:: Document passage ::

Your First Massage
Discuss with the massage therapist any concerns you have about the upcoming session. It is important that you are comfortable during the massage, and that you know your options. Here are some commonly expressed concerns of newcomers to massage:
Modesty: In a standard massage session, you will be covered with a sheet. You may choose to be totally or partially unclothed. As each part of the body is being massaged, it is uncovered. Genital areas and women’s breasts are covered at all times. Many people prefer to wear underpants or shorts during a massage. The choice as to how much or how little you are clothed is totally yours.
Talking: Talking during a massage is optional. Some people prefer silence, especially if they are trying to reach a deeply relaxed state, while others like more social interaction. Always feel free to give the therapist feedback on anything causing discomfort. The therapist may request feedback from you, especially when addressing a specific physical problem.
Oil: Oil, lotion, creme, or other lubricant is commonly used to enable the therapist’s hands to easily move over the skin. Inform the therapist of any allergies you have which might be aggravated by the lubrication used. You may also inquire about removing the lubricant after the session if you are concerned that it may stain your clothing.
Make-up and Hair: Massage of the face, scalp, or neck may result in disturbing your makeup or hair style. Let the therapist know if this is a concern. The session may be modified to ensure that make-up and hair remain intact, or, depending on your wishes, that part of the massage may be left out altogether.
Pain: Whether you will feel any pain during a massage depends on many factors, including your physical condition, the reason for the massage, your pain tolerance, and the therapist’s technique. Discuss this before the message, and give feedback to the therapist during the session.

:::
:: Listed entries ::

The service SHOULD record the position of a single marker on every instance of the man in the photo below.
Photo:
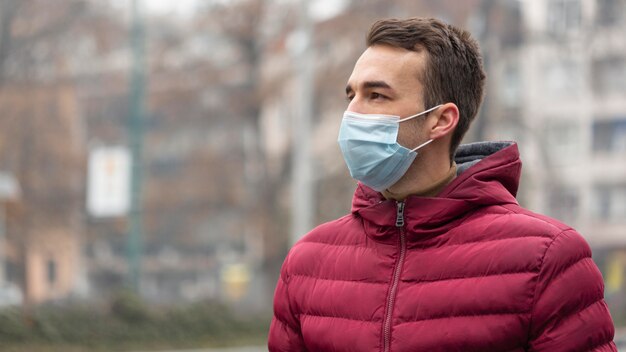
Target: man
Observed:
(436, 254)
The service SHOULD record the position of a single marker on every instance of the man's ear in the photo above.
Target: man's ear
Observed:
(447, 117)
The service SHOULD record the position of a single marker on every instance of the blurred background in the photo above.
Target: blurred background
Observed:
(158, 158)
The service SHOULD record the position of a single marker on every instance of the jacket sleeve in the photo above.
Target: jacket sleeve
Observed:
(569, 312)
(285, 334)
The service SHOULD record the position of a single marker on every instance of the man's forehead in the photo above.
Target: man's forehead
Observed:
(381, 63)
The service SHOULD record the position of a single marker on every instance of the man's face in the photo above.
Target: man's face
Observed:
(385, 81)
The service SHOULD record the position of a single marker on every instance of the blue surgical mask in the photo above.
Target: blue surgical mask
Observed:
(369, 144)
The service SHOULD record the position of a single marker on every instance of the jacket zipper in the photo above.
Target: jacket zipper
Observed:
(396, 277)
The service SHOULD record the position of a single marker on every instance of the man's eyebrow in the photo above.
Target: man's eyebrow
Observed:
(370, 84)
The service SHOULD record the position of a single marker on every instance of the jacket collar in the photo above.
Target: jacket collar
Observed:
(488, 174)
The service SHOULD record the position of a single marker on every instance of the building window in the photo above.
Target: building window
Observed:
(563, 140)
(563, 203)
(564, 16)
(610, 202)
(511, 92)
(52, 272)
(610, 12)
(609, 136)
(609, 76)
(562, 79)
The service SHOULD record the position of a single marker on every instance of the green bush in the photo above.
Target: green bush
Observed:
(127, 321)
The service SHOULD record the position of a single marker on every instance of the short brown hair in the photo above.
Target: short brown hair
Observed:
(453, 71)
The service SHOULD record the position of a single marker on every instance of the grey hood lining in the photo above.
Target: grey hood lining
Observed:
(468, 155)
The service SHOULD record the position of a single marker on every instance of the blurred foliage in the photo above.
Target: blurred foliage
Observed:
(127, 322)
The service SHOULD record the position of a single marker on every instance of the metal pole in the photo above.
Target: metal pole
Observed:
(135, 137)
(302, 185)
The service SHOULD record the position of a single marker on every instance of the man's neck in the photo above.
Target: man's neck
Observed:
(430, 189)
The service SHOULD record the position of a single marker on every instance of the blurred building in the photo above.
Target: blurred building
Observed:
(557, 85)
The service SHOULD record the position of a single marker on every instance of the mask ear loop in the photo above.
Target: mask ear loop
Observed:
(422, 145)
(421, 113)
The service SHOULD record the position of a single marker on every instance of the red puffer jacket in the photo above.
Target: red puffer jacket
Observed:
(469, 270)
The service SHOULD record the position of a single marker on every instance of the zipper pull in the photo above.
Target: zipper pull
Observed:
(400, 214)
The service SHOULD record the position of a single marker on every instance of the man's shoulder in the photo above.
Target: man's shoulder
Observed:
(330, 232)
(558, 235)
(535, 223)
(325, 240)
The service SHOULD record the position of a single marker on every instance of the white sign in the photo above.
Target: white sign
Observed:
(108, 188)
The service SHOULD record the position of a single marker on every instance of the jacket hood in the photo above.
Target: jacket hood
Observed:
(487, 174)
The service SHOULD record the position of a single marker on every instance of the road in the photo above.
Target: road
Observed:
(232, 349)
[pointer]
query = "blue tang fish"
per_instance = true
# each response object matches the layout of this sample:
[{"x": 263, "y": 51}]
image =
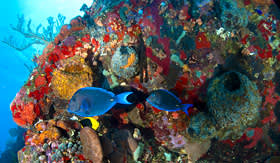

:::

=== Brief ===
Write the next part of the first-massage guide, picking up after its paragraph on pain.

=== Answer area ===
Tense muscles are often sore and may hurt a little when massaged. Sometimes soreness is delayed after a massage. This is a good sign that your body is ridding itself of toxins. Take a hot shower or bath, and drink plenty of water to help remove waste products flushed out during a massage. This is especially important after the first massage. The more massage you receive, the less likely you will experience post-massage soreness.
Length of the Session: Massage sessions generally last from 30 minutes up to 90 minutes. The amount of time depends on the purpose of the session, the therapist’s schedule, and the availability of your time and resources.
There are certain situations in which caution should be taken when receiving therapeutic massage. It is generally agreed upon that persons with uncontrolled high blood pressure, heart disease, recent surgery or fractures, phlebitis, fever, or infections (especially those that can be spread by skin contact, i.e., bacterial, viral, or fungal), need to consult their physicians for any restrictions on receiving massage. In other acute or chronic medical conditions, limited restrictions may apply, and in rare cases, massage should be avoided altogether. If in doubt, check with your doctor.
You may be asked to provide certain information to the massage therapist about your past and current health. This information is used to help plan the massage session, and to ensure your safety. Important information includes any major health problems you have, medications you are taking, allergies, state of pregnancy, and recent accidents or injuries. There may be a written form to fill out and more information may be requested if a specific health problem is being addressed.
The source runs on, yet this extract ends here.